# Start of Data for this task
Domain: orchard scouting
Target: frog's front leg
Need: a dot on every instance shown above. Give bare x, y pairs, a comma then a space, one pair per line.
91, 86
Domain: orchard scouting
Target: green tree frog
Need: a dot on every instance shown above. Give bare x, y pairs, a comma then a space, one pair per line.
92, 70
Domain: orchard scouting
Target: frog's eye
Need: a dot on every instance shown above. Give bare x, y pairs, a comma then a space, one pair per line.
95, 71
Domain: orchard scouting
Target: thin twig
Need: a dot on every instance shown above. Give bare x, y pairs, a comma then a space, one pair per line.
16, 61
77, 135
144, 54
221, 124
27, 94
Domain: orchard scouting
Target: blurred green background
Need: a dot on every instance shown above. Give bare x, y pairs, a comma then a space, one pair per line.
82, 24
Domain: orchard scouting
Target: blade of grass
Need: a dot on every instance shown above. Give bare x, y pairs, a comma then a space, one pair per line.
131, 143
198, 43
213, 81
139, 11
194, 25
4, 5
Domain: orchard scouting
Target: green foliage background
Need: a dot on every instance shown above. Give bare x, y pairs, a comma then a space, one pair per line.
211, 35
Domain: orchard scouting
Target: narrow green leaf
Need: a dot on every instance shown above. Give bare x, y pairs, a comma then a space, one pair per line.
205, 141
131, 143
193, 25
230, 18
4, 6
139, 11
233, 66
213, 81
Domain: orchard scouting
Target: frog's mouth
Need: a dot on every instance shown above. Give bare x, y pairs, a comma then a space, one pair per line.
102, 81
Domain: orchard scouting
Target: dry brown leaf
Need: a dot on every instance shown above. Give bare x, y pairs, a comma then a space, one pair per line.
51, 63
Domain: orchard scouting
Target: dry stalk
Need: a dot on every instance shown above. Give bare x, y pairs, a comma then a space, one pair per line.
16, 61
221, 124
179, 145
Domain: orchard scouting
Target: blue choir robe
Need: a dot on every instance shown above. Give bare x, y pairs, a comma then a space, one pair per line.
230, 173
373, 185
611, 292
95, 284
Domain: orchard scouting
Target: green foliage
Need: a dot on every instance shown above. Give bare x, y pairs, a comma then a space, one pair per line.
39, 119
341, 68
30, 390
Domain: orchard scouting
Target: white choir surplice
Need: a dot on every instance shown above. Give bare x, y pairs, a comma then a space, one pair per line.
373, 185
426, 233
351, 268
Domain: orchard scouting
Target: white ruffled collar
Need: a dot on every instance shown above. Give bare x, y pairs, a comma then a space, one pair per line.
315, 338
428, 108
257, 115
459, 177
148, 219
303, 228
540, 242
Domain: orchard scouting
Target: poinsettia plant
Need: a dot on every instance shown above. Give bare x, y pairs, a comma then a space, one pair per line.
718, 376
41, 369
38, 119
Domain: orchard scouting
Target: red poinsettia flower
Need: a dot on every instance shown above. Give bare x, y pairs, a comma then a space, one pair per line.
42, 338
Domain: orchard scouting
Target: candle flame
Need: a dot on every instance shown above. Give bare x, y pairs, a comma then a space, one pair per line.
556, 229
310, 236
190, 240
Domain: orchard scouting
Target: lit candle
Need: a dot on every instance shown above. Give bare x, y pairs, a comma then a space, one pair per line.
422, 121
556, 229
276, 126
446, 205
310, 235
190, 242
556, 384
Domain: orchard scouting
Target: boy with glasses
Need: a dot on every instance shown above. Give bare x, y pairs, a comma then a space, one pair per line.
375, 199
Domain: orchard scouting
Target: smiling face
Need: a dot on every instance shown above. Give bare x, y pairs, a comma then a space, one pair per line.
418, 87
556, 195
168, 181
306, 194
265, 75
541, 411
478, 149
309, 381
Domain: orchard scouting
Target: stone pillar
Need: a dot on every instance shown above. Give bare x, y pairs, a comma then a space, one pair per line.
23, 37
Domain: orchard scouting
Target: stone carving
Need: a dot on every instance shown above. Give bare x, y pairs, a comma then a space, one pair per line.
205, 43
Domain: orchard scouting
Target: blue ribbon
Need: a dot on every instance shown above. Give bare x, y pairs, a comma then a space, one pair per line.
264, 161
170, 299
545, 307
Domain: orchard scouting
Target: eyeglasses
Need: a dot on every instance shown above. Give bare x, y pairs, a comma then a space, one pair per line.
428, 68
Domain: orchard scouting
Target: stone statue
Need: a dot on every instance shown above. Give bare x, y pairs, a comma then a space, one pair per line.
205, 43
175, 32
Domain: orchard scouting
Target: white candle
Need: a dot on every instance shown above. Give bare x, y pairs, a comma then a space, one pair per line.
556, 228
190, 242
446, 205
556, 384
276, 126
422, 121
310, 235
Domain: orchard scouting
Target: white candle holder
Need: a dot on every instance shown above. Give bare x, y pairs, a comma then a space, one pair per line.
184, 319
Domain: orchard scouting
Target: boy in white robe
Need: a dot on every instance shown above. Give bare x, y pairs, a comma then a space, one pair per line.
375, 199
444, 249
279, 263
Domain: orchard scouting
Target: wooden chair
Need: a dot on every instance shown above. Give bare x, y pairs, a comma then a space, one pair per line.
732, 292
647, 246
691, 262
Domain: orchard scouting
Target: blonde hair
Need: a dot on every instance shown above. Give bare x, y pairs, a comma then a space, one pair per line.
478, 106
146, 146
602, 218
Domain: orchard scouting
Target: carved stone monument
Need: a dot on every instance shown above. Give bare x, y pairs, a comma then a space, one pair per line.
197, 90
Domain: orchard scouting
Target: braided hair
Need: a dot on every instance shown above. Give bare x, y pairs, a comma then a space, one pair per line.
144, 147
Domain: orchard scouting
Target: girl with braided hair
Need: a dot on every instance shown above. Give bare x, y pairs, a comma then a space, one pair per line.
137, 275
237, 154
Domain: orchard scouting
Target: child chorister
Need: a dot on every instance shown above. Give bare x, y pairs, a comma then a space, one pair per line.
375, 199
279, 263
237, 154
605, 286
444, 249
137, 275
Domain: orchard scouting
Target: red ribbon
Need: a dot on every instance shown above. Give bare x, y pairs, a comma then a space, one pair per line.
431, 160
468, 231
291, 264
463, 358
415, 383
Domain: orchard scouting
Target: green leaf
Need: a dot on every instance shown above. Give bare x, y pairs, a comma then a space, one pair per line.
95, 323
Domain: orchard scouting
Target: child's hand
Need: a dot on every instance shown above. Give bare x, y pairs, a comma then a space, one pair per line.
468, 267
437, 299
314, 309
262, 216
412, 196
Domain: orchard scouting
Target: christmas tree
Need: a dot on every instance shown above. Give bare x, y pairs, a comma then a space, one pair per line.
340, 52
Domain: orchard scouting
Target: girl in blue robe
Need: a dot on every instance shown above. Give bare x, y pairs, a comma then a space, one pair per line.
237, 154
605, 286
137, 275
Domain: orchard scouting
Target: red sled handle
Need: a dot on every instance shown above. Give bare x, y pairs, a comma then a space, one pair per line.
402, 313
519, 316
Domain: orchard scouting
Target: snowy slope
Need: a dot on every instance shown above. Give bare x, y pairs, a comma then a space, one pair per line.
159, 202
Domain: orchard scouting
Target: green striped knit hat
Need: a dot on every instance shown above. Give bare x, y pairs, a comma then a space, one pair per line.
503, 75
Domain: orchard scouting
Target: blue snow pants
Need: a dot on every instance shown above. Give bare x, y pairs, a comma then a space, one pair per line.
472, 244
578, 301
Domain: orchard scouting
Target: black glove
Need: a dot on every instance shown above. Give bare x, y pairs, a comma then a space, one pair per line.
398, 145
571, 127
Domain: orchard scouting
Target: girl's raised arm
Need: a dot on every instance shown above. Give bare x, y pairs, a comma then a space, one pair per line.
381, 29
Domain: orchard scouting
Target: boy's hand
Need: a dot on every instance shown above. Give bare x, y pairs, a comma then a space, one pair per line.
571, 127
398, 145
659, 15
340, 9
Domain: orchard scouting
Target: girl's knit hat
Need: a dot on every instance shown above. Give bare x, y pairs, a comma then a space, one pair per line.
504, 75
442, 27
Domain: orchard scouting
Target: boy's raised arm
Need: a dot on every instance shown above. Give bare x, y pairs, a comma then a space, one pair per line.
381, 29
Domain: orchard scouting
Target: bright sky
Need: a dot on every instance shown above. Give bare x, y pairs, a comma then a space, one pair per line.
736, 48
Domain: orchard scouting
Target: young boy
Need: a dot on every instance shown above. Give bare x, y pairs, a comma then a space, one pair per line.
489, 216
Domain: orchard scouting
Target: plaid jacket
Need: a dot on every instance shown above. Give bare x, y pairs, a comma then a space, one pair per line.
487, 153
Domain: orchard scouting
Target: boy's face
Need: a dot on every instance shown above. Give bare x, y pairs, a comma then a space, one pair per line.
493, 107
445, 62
# End of Data for this task
Identify each line of the records above that contains the word "green" and copy those lines.

Target: green tree frog
Target: blurred green background
Target: green foliage background
Target: narrow green leaf
Target: green foliage
Target: green leaf
Target: green striped knit hat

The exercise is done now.